Dataset:
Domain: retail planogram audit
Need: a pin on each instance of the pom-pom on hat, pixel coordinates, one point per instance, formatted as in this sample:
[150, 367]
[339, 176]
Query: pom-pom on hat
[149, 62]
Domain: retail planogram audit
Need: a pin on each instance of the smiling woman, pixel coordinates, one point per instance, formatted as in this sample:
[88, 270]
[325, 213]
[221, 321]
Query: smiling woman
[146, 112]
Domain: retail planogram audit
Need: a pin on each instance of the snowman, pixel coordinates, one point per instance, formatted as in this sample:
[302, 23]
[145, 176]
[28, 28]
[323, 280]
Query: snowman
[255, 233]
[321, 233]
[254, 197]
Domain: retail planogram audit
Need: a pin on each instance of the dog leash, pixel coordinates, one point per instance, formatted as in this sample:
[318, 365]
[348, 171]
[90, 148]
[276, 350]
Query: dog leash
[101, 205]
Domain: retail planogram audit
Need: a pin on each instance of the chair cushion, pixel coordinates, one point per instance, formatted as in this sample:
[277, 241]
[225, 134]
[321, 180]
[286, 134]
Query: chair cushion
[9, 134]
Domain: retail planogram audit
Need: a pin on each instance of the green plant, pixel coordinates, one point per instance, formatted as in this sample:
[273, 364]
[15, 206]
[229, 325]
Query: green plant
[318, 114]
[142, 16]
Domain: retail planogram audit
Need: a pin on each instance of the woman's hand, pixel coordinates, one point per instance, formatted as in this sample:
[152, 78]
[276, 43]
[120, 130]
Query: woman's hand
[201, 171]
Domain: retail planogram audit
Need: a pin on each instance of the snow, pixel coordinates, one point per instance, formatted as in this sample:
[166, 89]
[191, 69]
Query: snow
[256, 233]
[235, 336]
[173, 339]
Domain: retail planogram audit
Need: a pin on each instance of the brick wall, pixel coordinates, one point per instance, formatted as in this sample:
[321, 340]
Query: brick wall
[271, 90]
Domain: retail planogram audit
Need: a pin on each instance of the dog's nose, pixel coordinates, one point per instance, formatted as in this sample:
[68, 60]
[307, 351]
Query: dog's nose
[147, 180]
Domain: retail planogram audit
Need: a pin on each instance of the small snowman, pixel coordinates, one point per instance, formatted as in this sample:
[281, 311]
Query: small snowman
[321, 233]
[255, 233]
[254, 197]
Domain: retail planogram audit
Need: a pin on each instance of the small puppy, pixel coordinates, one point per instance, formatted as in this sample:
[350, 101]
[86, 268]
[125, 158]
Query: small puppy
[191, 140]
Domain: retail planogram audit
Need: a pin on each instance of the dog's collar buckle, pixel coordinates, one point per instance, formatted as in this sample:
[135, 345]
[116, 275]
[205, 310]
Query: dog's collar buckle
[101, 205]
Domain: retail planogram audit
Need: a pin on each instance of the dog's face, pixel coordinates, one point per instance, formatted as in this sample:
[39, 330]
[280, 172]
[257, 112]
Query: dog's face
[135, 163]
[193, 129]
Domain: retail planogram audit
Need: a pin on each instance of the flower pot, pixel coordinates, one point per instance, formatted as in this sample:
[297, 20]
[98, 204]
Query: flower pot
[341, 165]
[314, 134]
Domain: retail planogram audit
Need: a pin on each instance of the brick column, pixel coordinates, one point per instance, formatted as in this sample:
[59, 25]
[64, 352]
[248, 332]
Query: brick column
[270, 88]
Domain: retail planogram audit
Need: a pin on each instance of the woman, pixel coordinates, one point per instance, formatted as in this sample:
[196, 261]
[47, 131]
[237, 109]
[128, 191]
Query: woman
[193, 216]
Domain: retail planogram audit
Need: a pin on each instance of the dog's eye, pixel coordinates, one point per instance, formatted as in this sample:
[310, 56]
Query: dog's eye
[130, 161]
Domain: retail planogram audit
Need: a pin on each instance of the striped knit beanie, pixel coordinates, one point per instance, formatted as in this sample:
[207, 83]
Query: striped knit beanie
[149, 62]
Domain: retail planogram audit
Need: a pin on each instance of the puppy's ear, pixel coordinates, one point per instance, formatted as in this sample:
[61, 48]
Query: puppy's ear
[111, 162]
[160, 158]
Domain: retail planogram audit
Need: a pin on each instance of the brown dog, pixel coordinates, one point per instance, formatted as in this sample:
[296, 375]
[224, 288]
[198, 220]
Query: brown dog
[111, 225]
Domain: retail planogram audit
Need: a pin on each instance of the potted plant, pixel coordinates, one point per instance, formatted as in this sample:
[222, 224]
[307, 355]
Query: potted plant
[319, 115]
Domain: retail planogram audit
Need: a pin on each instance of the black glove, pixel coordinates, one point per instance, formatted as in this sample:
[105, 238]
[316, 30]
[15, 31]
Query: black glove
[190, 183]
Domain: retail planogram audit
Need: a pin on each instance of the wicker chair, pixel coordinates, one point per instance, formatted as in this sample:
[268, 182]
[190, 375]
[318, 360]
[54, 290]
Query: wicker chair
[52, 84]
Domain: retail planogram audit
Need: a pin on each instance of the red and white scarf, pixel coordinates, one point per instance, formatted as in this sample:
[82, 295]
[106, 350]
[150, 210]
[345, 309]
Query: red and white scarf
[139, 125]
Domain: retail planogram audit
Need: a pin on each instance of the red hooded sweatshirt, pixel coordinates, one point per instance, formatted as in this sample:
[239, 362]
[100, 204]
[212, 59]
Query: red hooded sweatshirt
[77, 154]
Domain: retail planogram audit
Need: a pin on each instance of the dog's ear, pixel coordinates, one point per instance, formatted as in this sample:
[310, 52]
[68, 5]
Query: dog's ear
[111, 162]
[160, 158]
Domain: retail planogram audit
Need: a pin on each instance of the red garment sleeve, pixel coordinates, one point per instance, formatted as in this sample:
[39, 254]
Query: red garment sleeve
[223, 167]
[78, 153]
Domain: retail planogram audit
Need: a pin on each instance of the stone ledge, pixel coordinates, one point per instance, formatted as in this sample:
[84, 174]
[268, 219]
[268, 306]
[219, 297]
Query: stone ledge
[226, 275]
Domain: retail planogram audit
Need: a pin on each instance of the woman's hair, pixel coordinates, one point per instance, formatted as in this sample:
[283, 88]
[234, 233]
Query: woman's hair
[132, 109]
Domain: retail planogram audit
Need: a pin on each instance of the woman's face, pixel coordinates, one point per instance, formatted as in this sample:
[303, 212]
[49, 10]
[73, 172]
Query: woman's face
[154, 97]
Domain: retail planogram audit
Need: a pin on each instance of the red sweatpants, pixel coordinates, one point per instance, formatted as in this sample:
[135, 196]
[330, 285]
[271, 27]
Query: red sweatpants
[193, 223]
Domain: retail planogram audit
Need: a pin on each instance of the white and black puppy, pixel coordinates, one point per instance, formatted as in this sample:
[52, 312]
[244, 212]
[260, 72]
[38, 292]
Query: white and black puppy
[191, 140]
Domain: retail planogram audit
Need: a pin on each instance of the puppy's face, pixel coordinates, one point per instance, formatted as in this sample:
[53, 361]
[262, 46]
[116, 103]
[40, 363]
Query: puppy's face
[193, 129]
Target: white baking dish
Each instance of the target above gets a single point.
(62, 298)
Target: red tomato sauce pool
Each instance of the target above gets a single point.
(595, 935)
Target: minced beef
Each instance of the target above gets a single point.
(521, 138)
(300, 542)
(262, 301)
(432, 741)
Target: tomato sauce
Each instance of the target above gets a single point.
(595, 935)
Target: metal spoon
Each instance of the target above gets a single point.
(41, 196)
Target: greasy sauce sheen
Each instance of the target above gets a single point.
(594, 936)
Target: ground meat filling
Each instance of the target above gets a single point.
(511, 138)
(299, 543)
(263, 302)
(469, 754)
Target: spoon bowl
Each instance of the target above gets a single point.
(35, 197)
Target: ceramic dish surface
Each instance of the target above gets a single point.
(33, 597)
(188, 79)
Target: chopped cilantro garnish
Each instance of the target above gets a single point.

Task goal: What lines above contain the word "tomato"? Return each such line.

Written response:
Target: red tomato sauce pool
Target: tomato sauce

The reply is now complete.